=== Исходный текст ===
§ §
Мятеж номенклатуры возможен только при наличии двух условий. Первое — это дефицит воли и инстинкта самосохранения нации, когда у широких народных масс «пропадает голос». Во многом это связано с отсутствием в России «среднего класса», — финансово независимого и образованного народного большинства, способного сформулировать свои интересы и предъявить их власти. Ведь проще всего управлять полуголодным люмпеном или дрожащим над своим сокровищем олигархом.
Второе — это нерешительность и конформизм так называемых «государственников» — более или менее порядочных и профессионально подготовленных людей, задействованных в государственной машине, но не способных выступить против этой государственной машины тогда, когда даже младенцу становится очевидным факт использования этой власти против народа. Это такие монархисты, которые вместо того, чтобы беречь монархию от неадекватного и даже преступного деяния монарха готовы простить монарху все, вплоть до разрушений самих основ монархии, — только потому, что он — монарх!
Ничто так не ослабляет жизнеспособность России, как разъедающая верхушку власти коррупция и предательство. Ничто не способно так унизить нацию в собственных глазах и подорвать авторитет власти, как чудовищная пропасть между сверхбогатым меньшинством и сверхбедным национальным большинством. Ничто не «раскачает государственную лодку» и межнациональный мир в России так, как «антифашистская истерика», спровоцированная и раскрученная властью для дискредитации ее последовательных и принципиальных критиков, выражающих негодование русского народа своим неудовлетворительным уровнем жизни и социальным статусом. Это мой ответ «государственникам» и тем слабохарактерным натурам, которые пока еще ищут предлоги для объяснения факта своего коллаборационизма. Нам их жалкие объяснения ни к чему.
Глава II
«РОЖДЕННЫЙ В СССР»
Военный след
Политикой я стал интересоваться еще в юности. Мой отец — Олег Константинович Рогозин, генерал-лейтенант авиации, до выхода в отставку занимал высокие должности в Министерстве обороны СССР. Будучи заместителем начальника Службы вооружения, в 80-е годы он практически руководил всей оборонной наукой страны и с детства привил мне интерес к военным делам.
Наш дом был вечно полон интереснейшими людьми — генеральными конструкторами ведущих конструкторских бюро, крупными учеными и военачальниками. Как правило, мама накрывала стол на кухне или в гостиной, и я становился невольным слушателем долгих бесед отца с гостями.
Говорили не только о военных делах — программе вооружений, новейших разработках систем оружия (в эти моменты отец отправлял меня под благовидным предлогом куда-нибудь сходить и что-нибудь принести), но и о ситуации в стране, которая становилась все тревожнее.
Среди тех, кто бывал у нас дома, в ходу было едкое выражение «политрабочие». Этим словечком отец и его коллеги награждали замполитов и высшее руководство КПСС, которое с 70-х годов все больше впадало в маразм. Я чувствовал, что между кадровыми военными и учеными, с одной стороны, и партийной верхушкой Вооруженных Сил СССР, — с другой, постоянно тлел конфликт, порожденный диаметрально противоположными подходами к вопросу обеспечения безопасности страны.
§ §
=== Список ===
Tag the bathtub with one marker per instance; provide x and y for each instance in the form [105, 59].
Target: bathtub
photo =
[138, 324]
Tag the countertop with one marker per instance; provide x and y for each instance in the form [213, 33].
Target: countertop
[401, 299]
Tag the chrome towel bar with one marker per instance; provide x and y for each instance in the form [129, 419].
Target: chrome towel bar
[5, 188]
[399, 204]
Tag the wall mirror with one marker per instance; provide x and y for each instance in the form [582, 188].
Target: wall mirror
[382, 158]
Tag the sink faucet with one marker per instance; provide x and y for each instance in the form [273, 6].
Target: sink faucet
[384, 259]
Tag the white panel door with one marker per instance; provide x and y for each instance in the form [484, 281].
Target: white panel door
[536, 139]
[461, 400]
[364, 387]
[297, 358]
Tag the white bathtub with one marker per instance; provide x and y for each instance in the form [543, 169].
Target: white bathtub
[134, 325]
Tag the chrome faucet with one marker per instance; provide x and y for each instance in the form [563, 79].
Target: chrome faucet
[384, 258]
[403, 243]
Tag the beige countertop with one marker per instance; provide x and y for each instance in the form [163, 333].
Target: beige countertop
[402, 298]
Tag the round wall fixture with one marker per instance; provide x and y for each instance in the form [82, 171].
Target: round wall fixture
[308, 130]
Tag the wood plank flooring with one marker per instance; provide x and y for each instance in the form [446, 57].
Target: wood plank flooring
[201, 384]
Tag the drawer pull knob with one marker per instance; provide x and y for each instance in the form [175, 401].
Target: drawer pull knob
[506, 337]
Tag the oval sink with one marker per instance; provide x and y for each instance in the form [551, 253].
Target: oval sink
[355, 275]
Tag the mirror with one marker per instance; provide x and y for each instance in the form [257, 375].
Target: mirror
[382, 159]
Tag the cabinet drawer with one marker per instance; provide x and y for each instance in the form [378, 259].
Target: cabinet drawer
§ §
=== Что сделать ===
Продолжите исходный текст о номенклатуре и семье генерала, начиная сразу после его последнего предложения. Этот список взят из другого источника.

=== Готовое решение ===
Дряхлевшие рептилии Политбюро настаивали на достижении «стратегического паритета» между Советским Союзом и США, который понимался ими как математическое равенство «мускул»: танков, пушек и особенно стратегических ядерных сил, развернутых двумя сверхдержавами друг против друга.
Отец и его друзья считали иначе. С их точки зрения, безопасность страны можно было обеспечить вовсе не за счет равного количества смертельного железа, на изобретение и производство которого были брошены лучшие силы науки и промышленности СССР. В конечном счете, именно гонка вооружений — бессмысленная, поставленная на поток «штамповка» гор оружия, причем морально устаревшего и пригодного разве что для ведения грандиозных танковых сражений времен Великой Отечественной войны, истощила экономику, создала дефицит самого необходимого, деморализовала советское общество и привела политический строй и советскую государственность к летальному исходу.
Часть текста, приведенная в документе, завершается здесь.